(Texto selecionado)
________________
Nabil Bonduki para Folha de São Paulo, em 25/07/2021.
Fogo na estátua chama a atenção para os novos Borba Gatos que atacam os indígenas

Estátua do bandeirante Borba Gato é incendiada em São Paulo - Gabriel Schlickmann/iShoot/Folhapress

Fonte: https://www1.folha.uol.com.br/colunas/nabil-bonduki/2021/07/fogo-na-estatua-chama-a-atencao-para-os-novos-borba-gatos-que-atacam-os-indigenas.shtml?origin=uol

Quando o Estado se ausenta em um tema importante, setores da sociedade agem com as próprias mãos

 

Questionar as homenagens aos chamados bandeirantes é tema antigo. Em 2001, no meu primeiro mandato, apresentei um Projeto de Lei para suprimir uma referência ufanista aos bandeirantes e ultrajante aos indígenas que está esculpida no mármore da fachada da Câmara Municipal.
________________
(Registros de dados)

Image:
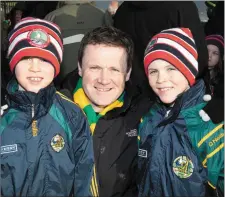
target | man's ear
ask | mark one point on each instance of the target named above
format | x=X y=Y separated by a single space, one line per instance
x=79 y=70
x=128 y=74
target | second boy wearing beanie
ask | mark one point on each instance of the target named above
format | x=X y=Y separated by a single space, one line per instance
x=36 y=38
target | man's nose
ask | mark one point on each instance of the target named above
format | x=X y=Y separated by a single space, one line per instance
x=34 y=66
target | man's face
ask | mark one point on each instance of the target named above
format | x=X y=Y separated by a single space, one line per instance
x=104 y=73
x=34 y=74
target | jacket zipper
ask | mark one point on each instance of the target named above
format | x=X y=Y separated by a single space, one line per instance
x=34 y=123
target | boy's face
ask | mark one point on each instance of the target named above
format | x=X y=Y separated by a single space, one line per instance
x=104 y=73
x=214 y=56
x=34 y=74
x=166 y=81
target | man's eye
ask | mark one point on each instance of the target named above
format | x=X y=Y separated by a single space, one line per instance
x=94 y=68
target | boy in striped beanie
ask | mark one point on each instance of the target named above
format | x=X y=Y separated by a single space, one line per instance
x=180 y=154
x=46 y=146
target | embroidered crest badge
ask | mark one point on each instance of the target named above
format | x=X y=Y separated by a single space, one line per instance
x=39 y=38
x=57 y=143
x=183 y=167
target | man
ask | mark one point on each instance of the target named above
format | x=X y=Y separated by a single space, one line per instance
x=101 y=87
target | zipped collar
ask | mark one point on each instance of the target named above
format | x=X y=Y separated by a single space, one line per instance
x=27 y=101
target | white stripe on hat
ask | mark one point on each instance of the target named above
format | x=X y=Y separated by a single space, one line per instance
x=19 y=38
x=181 y=32
x=181 y=49
x=57 y=46
x=174 y=57
x=36 y=20
x=180 y=39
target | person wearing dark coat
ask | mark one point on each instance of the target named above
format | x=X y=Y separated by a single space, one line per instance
x=101 y=87
x=141 y=20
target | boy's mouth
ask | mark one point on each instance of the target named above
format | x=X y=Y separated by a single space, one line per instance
x=34 y=79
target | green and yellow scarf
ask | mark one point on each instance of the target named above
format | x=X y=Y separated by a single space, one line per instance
x=83 y=102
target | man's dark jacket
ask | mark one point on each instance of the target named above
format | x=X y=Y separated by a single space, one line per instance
x=115 y=142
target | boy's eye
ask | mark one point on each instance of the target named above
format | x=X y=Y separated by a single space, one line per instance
x=115 y=70
x=152 y=72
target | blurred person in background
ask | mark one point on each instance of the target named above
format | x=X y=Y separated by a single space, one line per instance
x=75 y=18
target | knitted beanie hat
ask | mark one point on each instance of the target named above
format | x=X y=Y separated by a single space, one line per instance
x=216 y=40
x=177 y=47
x=33 y=37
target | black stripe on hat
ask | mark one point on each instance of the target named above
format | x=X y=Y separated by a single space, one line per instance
x=177 y=54
x=24 y=44
x=36 y=23
x=181 y=36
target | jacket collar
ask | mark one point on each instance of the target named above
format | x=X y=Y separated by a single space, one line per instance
x=25 y=100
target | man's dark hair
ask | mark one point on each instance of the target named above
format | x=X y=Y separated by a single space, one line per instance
x=109 y=36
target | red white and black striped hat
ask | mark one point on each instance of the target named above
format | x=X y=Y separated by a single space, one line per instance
x=33 y=37
x=176 y=46
x=216 y=40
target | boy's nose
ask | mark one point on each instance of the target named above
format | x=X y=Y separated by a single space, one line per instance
x=34 y=66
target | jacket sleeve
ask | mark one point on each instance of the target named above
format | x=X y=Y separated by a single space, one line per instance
x=213 y=154
x=84 y=157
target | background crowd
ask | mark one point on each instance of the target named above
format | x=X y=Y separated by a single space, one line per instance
x=85 y=54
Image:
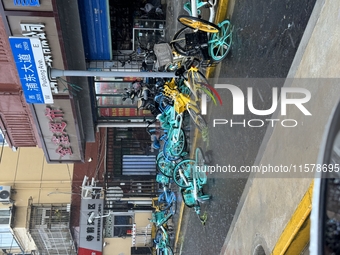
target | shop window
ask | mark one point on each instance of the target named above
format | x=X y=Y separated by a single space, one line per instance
x=119 y=225
x=2 y=139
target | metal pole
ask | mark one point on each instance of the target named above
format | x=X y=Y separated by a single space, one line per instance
x=54 y=73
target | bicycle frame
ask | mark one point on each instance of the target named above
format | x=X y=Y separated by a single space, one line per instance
x=193 y=8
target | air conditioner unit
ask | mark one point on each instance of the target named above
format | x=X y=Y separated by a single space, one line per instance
x=5 y=193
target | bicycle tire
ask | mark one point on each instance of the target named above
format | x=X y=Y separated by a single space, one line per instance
x=176 y=149
x=220 y=43
x=198 y=119
x=200 y=162
x=164 y=166
x=185 y=201
x=168 y=251
x=197 y=23
x=167 y=153
x=178 y=179
x=179 y=43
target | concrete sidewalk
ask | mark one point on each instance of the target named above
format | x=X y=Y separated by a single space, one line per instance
x=270 y=211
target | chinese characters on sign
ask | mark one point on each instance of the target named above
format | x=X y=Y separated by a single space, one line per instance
x=38 y=31
x=31 y=69
x=57 y=126
x=26 y=2
x=91 y=236
x=90 y=230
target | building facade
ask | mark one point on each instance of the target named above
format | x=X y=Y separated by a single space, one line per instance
x=87 y=128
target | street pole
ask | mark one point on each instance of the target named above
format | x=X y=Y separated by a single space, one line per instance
x=55 y=73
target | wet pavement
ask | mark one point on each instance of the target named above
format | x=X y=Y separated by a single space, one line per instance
x=265 y=39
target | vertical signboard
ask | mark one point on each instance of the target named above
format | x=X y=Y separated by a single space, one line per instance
x=91 y=242
x=29 y=59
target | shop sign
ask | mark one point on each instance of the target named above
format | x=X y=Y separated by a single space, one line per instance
x=57 y=126
x=123 y=112
x=38 y=31
x=91 y=242
x=32 y=71
x=26 y=2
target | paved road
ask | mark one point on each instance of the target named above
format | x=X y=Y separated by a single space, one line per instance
x=266 y=37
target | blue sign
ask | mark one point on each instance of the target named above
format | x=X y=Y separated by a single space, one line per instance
x=26 y=2
x=29 y=59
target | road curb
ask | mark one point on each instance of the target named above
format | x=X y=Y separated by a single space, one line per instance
x=295 y=236
x=220 y=14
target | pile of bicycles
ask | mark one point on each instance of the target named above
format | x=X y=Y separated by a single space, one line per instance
x=173 y=101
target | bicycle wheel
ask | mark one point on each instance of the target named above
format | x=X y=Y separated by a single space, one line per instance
x=165 y=166
x=176 y=148
x=167 y=153
x=219 y=45
x=179 y=42
x=168 y=251
x=198 y=119
x=188 y=202
x=182 y=173
x=197 y=23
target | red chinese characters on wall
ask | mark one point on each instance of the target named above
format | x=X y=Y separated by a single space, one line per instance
x=57 y=126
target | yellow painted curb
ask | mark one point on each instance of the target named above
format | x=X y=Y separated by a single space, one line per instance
x=295 y=236
x=220 y=15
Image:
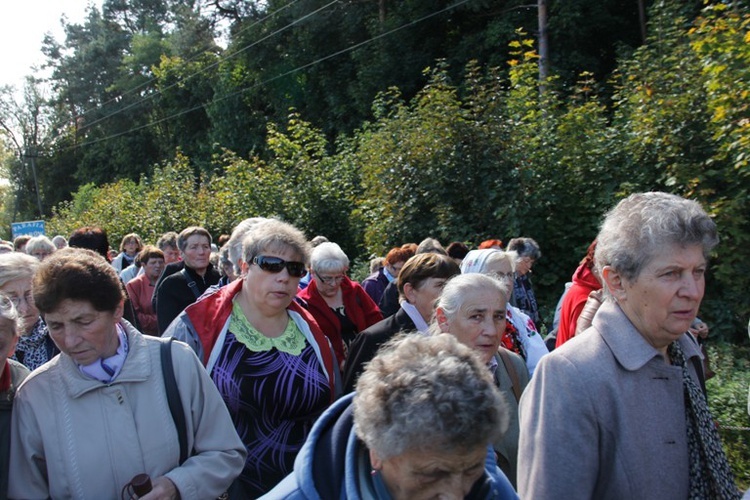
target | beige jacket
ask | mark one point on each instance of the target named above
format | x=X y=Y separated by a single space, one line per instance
x=75 y=437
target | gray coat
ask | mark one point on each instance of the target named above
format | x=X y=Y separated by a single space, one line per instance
x=507 y=446
x=604 y=417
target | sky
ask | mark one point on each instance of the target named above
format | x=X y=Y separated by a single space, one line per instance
x=23 y=24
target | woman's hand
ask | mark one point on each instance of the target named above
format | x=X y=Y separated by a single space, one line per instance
x=163 y=489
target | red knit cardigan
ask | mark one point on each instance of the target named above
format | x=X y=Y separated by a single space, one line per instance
________________
(Tarefa a realizar) Dê continuidade ao texto sobre o incêndio da estátua de Borba Gato, começando logo após a última frase apresentada.

(Resultado do exercício)
A proposta terminou arquivada, assim como estão paralisadas outras iniciativas semelhantes. Movimentos sociais, organizações e especialistas tem atuado para rever as homenagens a essas figuras de opressão, sem sucesso pois as atuais gestões tem se recusado a debater a questão. É isso que provoca confrontos indesejáveis.

Em 2020, um Condephaat composto majoritariamente por indicados pelo governador João Doria aprovou uma moção contrária a um Projeto de Lei da deputada Érica Malunguinho, que visava fomentar o debate e a criação de uma política pública qualificada sobre o assunto.

Quando o Estado se ausenta em um tema importante, setores da sociedade acabam agindo com as próprias mãos. Colocar fogo no Borba Gato foi uma resposta, na linha da “ação direta”, à falta de ações do poder público em rever a visão histórica que enaltece colonialistas e escravistas que praticaram o genocídio dos povos originários. Isso precisa ser feito, como está ocorrendo em todo o mundo ocidental, sobretudo após o assassinato de George Floyd em 2020.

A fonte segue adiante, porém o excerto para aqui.